- **Задание A**
Масштабируйте часть листинга: начните со строки, где есть "[tag] one dot per instance, sample [229,219].", закончите последней строкой листинга (обе границы входят) и перепишите эти строки целиком вместе с запросами, умножив координаты точек в ответах на 0,8 и округлив до целых, половины вверх.

- **Отрывок для чтения**
****************
Резкое сокращение голосового и шумового материала – минималистская эстетика на уровне звука – создало своеобразную политику голосов в советском кино. Все персонажи были вынуждены говорить одинаково – не тихо и не громко, не высоко и не низко, в медленном темпе, четко артикулируя, без возможности придать голосу мягкие низкие грудные ноты и создать тонально интимную близость. Лучше всего в кино, как и на радио, звучало сольное пение. Но певческие голоса были эстетическим решением проблемы.

Искусственная музыкальная основа новой мелодики, применимой для русского и для всех остальных языков, дифференцирующие знаки – громкость, посыл, артикуляция, высота, динамика – получили четкие семантические атрибуции. Высокий резкий звук, театральная четкость артикуляции, замедленный темп, достаточно высокий уровень громкости даже при интимных диалогах создали стандарт искусственного электрического голоса, который оттенял идеальное тело и ложился на очищенное пространство кадра. Техника здесь выдавалась за природу – за идеальный голос, интонационная динамика которого формируется при опоре на мир искусственных звуков – музыку.

 

Музыка как медиум

 

В Московском художественном театре начала века Станиславский укутывал голос в богатый комплекс звуковых атмосферных явлений. В кино голос еще более зависит от других звучащих компонентов, музыки и шумов, становясь частью сложного комплекса звуков. Он может быть заменен инструментом, музыкальной мелодией, слиться с шумовым явлением или возникнуть из сложного комплекса разных акустических феноменов, что становится возможным лишь с развитием звукозаписывающей техники. В 30-х годах единственным аккомпаниатором голоса была музыка, формирующая звучание голоса.

 

Разговорный голос как музыкальный – искомый идеал или техническая необходимость?

Сюжетом некоторых звуковых фильмов становится история перевоспитания героя – от вульгарной речи к культурной. Звуковое кино учит население говорить, но при этом герои не прекращают петь. Диалог идет на фоне музыки, и этот прием утверждается на экране после ставшей технически возможной перезаписи. Так звуковые картины движутся к мелодраме, не к жанру драмы, сформированному Французской революцией, а к итальянской пьесе, подстраивающей диалоги, особенно лирические, под музыкальное сопровождение. Именно эта практика перенимается и голливудским и советским кино 30-х годов. Отбор и ведение голосов (в плане мелодическом происходит имитация разговорным голосом песенного голоса), особенности произношения и симфоническая оркестровка стремятся гармонизировать разнообразие звукового материала.
****************
- **Исходные данные**

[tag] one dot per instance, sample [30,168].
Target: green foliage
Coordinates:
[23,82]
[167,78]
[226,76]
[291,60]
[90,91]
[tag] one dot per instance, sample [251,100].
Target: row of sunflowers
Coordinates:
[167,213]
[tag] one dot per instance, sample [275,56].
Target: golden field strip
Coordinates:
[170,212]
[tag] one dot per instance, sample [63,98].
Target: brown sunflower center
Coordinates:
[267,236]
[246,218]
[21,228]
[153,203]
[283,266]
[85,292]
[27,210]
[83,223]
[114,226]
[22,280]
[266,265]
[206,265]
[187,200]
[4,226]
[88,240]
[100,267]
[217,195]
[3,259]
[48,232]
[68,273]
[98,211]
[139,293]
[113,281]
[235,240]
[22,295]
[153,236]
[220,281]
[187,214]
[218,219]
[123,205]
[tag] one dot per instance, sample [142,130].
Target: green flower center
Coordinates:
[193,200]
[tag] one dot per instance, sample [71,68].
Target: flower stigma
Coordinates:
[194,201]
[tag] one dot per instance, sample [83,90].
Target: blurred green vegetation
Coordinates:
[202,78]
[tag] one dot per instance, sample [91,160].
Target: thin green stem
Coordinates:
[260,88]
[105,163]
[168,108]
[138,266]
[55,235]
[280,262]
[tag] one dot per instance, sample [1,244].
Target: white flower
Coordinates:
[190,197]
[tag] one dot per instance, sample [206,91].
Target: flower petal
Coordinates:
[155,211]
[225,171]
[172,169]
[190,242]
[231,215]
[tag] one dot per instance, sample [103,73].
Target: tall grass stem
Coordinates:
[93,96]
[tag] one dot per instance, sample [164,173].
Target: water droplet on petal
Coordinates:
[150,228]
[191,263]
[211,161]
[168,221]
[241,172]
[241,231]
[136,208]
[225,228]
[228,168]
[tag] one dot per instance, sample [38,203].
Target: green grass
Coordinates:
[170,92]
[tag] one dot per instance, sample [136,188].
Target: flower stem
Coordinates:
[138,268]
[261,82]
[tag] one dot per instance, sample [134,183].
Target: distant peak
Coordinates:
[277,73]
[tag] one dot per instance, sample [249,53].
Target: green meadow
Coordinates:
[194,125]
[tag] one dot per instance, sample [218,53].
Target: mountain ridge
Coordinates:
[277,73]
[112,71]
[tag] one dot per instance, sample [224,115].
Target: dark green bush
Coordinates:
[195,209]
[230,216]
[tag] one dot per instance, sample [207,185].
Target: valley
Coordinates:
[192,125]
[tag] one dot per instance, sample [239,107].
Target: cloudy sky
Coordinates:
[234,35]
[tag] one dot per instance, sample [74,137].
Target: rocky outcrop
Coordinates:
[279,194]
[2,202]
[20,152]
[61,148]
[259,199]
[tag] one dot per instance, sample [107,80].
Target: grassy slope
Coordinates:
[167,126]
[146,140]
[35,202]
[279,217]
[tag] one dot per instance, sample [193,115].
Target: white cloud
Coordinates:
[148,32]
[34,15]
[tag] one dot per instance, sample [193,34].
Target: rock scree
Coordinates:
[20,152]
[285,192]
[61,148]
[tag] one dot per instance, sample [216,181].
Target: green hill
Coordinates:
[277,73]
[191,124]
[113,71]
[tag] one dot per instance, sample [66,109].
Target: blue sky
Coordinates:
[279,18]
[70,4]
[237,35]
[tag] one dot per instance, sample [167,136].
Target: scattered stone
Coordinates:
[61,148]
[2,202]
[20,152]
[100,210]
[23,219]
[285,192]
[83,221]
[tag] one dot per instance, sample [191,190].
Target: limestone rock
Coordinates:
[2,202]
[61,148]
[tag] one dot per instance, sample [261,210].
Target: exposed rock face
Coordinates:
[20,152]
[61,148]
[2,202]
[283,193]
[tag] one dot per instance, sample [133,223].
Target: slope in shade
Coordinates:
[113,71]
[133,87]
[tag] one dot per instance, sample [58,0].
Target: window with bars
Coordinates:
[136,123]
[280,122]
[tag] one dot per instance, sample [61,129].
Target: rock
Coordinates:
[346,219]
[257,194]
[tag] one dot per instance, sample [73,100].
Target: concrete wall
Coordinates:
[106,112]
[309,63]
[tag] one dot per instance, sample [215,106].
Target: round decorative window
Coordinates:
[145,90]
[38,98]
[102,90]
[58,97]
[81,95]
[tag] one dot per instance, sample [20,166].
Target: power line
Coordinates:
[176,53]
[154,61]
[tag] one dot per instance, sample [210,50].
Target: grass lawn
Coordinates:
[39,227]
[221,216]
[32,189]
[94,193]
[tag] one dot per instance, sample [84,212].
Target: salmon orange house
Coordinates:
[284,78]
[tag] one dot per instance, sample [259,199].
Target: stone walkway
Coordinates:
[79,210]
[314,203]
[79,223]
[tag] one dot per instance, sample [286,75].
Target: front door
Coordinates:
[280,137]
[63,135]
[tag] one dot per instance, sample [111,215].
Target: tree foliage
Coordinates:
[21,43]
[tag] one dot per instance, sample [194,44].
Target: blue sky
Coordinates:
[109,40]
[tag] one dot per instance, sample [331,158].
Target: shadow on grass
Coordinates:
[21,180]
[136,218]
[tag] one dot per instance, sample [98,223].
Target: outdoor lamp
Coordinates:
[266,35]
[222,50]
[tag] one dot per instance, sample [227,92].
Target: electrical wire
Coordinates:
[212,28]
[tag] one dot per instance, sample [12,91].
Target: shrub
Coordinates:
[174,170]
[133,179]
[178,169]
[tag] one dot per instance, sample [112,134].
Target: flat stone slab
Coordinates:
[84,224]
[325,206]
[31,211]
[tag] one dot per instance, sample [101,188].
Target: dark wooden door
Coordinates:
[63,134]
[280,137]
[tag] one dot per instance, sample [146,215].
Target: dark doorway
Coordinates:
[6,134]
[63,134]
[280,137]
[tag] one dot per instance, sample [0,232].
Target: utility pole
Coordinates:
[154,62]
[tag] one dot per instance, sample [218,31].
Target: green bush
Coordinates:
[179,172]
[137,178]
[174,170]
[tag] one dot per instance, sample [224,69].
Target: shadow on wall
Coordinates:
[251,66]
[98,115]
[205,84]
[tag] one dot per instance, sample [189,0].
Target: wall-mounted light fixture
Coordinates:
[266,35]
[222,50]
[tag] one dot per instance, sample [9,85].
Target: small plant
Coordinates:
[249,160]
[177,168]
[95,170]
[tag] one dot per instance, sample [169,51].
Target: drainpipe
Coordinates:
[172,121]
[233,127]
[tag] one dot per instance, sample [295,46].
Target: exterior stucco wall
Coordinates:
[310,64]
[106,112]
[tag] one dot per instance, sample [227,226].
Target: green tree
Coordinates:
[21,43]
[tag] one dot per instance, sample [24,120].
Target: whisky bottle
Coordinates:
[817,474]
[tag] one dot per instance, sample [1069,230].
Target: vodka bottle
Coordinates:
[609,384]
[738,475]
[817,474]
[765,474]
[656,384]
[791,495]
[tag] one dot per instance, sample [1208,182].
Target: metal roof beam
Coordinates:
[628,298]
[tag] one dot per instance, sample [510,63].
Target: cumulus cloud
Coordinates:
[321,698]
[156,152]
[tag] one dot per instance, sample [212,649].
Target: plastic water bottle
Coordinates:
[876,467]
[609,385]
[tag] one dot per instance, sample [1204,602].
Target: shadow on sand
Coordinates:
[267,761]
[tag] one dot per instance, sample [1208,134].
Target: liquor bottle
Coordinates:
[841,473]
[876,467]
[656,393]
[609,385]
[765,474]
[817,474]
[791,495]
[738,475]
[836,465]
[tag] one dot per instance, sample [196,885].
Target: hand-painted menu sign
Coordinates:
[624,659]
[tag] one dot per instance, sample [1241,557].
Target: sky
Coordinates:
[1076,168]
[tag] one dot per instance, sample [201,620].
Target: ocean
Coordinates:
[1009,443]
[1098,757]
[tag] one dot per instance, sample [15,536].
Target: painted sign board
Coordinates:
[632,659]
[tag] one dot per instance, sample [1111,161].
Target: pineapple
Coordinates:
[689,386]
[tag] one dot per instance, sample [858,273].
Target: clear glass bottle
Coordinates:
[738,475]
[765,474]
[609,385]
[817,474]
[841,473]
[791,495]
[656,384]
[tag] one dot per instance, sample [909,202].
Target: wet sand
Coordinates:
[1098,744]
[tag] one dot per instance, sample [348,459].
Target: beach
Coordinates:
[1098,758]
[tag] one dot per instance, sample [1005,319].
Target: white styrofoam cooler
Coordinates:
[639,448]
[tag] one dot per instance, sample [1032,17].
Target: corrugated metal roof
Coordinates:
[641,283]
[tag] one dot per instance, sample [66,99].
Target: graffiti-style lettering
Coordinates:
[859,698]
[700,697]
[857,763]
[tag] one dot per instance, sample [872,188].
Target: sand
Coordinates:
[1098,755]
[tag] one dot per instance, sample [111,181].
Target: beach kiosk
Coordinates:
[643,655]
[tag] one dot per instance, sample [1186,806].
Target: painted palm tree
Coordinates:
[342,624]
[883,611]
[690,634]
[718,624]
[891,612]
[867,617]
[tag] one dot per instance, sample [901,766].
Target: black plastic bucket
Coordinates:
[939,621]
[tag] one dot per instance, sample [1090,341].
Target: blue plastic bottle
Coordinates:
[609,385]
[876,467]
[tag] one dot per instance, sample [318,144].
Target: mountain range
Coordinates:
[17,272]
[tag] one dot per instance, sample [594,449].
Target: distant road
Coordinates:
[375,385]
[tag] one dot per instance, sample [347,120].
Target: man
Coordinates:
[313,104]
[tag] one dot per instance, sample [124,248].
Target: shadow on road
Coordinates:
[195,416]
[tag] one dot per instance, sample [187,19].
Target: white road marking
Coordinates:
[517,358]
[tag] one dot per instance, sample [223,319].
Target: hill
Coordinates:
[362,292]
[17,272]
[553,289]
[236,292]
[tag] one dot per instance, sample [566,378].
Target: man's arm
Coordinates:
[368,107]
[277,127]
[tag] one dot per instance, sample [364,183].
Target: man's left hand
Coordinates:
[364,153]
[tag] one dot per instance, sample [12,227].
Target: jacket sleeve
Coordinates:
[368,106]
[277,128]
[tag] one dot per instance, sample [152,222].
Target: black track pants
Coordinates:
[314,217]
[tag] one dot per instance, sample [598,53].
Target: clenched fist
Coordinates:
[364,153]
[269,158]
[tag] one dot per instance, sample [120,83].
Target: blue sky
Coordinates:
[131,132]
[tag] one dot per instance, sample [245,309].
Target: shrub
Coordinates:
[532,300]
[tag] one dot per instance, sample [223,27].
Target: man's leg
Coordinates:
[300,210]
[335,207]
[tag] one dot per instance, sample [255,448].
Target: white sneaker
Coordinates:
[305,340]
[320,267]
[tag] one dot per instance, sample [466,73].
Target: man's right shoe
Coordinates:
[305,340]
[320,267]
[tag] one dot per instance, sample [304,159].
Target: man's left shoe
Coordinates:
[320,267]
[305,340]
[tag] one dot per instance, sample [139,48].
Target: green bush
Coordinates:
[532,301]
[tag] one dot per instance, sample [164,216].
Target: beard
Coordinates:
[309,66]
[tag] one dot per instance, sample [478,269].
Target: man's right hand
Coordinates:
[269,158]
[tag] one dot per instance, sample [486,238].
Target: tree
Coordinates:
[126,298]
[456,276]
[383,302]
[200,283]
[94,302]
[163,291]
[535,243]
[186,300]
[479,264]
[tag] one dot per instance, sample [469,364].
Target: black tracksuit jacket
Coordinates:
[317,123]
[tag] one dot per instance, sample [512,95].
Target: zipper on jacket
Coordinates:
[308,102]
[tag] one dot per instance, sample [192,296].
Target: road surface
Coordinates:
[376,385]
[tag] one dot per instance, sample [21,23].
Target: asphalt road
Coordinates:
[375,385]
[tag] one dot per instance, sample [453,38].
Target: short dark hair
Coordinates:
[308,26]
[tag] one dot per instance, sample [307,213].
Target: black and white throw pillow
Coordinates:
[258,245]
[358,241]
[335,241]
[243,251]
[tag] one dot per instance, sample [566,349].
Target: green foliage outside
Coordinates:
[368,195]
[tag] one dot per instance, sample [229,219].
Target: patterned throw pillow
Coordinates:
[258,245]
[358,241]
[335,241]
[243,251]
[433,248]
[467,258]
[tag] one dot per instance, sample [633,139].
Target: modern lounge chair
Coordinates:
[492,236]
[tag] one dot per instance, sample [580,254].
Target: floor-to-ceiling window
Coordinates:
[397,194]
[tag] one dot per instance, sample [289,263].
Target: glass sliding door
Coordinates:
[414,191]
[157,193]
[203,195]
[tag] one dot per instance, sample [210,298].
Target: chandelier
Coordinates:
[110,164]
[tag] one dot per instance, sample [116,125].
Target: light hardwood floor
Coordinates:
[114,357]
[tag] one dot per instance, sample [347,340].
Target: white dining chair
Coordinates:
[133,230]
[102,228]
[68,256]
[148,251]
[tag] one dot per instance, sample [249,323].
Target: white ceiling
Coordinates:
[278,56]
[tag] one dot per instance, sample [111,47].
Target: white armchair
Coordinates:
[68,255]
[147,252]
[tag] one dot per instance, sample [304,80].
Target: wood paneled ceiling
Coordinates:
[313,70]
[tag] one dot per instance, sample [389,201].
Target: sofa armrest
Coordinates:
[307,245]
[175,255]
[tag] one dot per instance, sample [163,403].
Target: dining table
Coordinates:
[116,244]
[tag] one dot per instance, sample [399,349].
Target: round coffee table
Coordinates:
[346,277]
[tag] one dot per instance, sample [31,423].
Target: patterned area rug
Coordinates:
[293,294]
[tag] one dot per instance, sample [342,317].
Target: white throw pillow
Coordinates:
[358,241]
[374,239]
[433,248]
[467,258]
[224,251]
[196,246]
****************
- **Задание B**
Что, согласно отрывку о голосе в советском кино, лучше всего звучало в кино, как и на радио?

- **Ответ A**
[tag] one dot per instance, sample [229,219].
Target: patterned throw pillow
Coordinates:
[206,196]
[286,193]
[268,193]
[194,201]
[346,198]
[374,206]
[tag] one dot per instance, sample [633,139].
Target: modern lounge chair
Coordinates:
[394,189]
[tag] one dot per instance, sample [580,254].
Target: floor-to-ceiling window
Coordinates:
[318,155]
[tag] one dot per instance, sample [289,263].
Target: glass sliding door
Coordinates:
[331,153]
[126,154]
[162,156]
[tag] one dot per instance, sample [210,298].
Target: chandelier
Coordinates:
[88,131]
[tag] one dot per instance, sample [116,125].
Target: light hardwood floor
Coordinates:
[91,286]
[tag] one dot per instance, sample [347,340].
Target: white dining chair
Coordinates:
[106,184]
[82,182]
[54,205]
[118,201]
[tag] one dot per instance, sample [249,323].
Target: white ceiling
Coordinates:
[222,45]
[tag] one dot per instance, sample [111,47].
Target: white armchair
Coordinates:
[54,204]
[118,202]
[tag] one dot per instance, sample [304,80].
Target: wood paneled ceiling
Coordinates:
[250,56]
[tag] one dot per instance, sample [389,201].
Target: sofa armrest
Coordinates:
[246,196]
[140,204]
[tag] one dot per instance, sample [163,403].
Target: dining table
Coordinates:
[93,195]
[tag] one dot per instance, sample [399,349].
Target: round coffee table
Coordinates:
[277,222]
[tag] one dot per instance, sample [31,423].
Target: patterned area rug
Coordinates:
[234,235]
[tag] one dot per instance, sample [342,317].
Target: white throw pillow
Coordinates:
[286,193]
[299,191]
[346,198]
[374,206]
[179,201]
[157,197]

- **Ответ B**
Сольное пение.